■ WHAT THIS TASK INVOLVES: Retype, character for character, the section of the music review that opens with the words "Wi: Anyway, back" and closes with "to this too.".

According to scientists at the Mindlab institution (a commercial 'neuromarketing' company) it induced a 65% reduction in overall anxiety and brought test subjects' resting pulse rates to 35% of their usual resting rates. The song features guitar, piano and manipulated field recordings. It is punctuated throughout by low tones that supposedly induce a trance-like state. This piece propelled the band into the media spotlight and news reports, and was reported in newspapers worldwide. In November 2011, Marconi Union were featured in Time magazine's list of Inventors of the Year, for writing and recording "Weightless"."

Where's your comeback to that Ian?

Ian Says: Well, Im kinda more of a fan of stuff that gets my pulse racing. So that's made me switch from being vaguely uninterested in the Marconi Union album, to actively not wanting to hear it. At least its impressed 'a commercial nearomarketing company.'  

Wi: Anyway, back to Pulse Emitter: 

"Under the city, deep within the solid rock and foundation, wayfaring messengers spring cosmic illumination. This is no chance encounter, but a utopian refuge where we can touch the frosty blue flames with our finger-tips."

Utopian refuge sums it up for me. I've finally got a long enough cable for my speakers – that's how exciting things are at the moment – and as I write this it's emitting from the speakersm not the headphones or shitty laptop speakers. I think I've found my utopian refuge. Mind you a good pair of headphones and a deserted city would be another perfect setting to listen to this too.  

Ian Says… 

I think this is meant to remind me of being all pagan and seeing in the Equinox. The last time I did so was about 10 years ago. I went to the stone circle in Avebury with a bunch of hippy-punks and took a load of speed, then dropped some acid and hoofed some K. I managed to time it so the acid/K come up coincided perfectly with the speed come down and subsequently had the worst experience of my short, stupid life. I spent the days after in a sheer, wall-less pit of despair, the dimensions of which I could only guess at by the malice I felt crushing my soul. Pulse Emitter's long, twee wibbly jaunt through nothing doesn't really remind me of that sensation, for which I'm grateful.

■ GIVEN RECORDS:
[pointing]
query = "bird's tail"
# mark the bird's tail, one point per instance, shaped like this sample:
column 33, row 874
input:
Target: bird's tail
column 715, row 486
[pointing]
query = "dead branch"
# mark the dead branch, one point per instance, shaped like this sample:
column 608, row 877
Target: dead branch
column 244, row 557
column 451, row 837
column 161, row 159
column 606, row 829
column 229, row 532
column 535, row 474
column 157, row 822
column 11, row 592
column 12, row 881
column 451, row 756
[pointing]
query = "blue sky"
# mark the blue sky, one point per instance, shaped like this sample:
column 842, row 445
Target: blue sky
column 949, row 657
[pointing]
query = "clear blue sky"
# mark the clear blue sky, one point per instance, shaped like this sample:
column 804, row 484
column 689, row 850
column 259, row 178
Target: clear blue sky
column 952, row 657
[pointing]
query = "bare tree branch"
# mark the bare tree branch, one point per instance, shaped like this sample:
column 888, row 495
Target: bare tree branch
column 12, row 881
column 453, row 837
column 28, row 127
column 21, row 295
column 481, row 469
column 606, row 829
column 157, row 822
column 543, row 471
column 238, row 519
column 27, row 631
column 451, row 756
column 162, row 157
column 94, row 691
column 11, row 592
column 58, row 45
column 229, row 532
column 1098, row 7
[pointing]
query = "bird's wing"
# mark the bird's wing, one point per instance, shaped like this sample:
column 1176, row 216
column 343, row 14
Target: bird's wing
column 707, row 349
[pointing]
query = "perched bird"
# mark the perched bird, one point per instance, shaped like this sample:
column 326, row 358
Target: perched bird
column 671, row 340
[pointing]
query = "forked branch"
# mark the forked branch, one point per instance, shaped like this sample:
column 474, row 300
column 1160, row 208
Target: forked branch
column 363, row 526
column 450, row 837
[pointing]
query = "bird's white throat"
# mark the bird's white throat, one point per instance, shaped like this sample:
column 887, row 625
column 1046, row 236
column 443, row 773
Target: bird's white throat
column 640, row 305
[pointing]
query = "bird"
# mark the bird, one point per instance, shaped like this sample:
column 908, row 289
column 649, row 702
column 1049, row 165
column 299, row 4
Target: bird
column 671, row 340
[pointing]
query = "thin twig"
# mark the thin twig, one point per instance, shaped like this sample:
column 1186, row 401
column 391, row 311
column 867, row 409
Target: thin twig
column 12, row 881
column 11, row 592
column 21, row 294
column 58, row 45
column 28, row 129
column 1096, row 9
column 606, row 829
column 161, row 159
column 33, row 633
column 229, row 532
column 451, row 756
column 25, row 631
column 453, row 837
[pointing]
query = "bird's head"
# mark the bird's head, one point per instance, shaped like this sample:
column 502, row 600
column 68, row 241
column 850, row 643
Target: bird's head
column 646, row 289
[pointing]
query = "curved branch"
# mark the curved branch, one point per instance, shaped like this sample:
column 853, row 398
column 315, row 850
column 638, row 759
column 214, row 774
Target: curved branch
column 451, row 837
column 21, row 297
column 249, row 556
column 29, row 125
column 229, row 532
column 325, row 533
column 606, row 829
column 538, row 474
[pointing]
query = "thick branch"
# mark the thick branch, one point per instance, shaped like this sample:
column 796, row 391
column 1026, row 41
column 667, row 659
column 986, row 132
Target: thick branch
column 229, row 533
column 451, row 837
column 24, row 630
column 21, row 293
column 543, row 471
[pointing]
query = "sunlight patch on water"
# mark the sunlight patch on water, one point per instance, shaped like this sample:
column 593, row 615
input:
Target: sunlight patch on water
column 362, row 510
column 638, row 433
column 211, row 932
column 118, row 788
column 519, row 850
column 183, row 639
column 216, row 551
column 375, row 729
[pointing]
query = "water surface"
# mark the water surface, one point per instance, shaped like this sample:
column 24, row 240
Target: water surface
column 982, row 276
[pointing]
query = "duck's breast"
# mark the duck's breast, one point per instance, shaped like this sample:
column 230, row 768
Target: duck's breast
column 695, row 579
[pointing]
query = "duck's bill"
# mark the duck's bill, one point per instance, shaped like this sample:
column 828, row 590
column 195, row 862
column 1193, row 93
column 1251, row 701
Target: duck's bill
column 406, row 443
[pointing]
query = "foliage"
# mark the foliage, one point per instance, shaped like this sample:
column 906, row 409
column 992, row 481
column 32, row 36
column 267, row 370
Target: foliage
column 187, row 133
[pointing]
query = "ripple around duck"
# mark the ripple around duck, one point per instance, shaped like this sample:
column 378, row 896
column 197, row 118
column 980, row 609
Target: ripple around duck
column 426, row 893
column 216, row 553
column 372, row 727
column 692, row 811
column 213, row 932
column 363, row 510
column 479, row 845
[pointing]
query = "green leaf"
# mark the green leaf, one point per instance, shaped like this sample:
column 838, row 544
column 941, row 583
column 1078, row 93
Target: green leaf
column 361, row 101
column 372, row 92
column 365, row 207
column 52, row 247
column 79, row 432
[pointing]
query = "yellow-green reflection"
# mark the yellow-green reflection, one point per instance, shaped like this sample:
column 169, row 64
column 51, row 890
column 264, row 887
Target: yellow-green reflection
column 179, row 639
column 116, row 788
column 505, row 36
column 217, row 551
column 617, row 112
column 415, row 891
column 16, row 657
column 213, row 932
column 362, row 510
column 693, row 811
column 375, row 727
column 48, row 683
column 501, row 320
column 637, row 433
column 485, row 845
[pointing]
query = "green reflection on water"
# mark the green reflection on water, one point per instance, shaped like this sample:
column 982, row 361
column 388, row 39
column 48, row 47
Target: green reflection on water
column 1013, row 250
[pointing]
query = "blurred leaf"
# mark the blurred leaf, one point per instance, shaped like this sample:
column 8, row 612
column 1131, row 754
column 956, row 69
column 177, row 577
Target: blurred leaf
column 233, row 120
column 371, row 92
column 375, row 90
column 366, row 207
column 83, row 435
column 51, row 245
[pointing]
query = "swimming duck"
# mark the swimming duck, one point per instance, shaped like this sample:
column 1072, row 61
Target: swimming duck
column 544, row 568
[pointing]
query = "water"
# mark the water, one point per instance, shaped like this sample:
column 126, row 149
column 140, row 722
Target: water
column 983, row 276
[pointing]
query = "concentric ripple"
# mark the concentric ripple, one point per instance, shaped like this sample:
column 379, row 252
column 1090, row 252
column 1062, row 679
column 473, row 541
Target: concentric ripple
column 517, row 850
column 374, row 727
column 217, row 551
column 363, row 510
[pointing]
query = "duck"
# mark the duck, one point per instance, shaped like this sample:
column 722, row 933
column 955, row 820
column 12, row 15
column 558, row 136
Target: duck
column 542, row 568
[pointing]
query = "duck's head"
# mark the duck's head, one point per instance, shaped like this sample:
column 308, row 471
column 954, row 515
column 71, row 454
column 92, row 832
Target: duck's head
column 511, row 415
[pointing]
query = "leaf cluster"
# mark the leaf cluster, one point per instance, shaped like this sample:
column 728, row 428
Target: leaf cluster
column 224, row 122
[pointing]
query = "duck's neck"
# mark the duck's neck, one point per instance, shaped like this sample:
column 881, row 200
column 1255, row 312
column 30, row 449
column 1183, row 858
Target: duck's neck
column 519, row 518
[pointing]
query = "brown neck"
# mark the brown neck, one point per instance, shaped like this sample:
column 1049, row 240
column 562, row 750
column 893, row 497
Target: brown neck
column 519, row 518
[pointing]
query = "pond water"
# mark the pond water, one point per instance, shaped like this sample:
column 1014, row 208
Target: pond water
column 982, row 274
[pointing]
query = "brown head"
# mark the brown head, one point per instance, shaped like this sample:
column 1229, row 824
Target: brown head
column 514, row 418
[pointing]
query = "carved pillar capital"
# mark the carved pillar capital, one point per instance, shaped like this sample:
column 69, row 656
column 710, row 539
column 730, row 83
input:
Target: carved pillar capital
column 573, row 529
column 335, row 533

■ TASK SOLUTION:
Wi: Anyway, back to Pulse Emitter: 

"Under the city, deep within the solid rock and foundation, wayfaring messengers spring cosmic illumination. This is no chance encounter, but a utopian refuge where we can touch the frosty blue flames with our finger-tips."

Utopian refuge sums it up for me. I've finally got a long enough cable for my speakers – that's how exciting things are at the moment – and as I write this it's emitting from the speakersm not the headphones or shitty laptop speakers. I think I've found my utopian refuge. Mind you a good pair of headphones and a deserted city would be another perfect setting to listen to this too.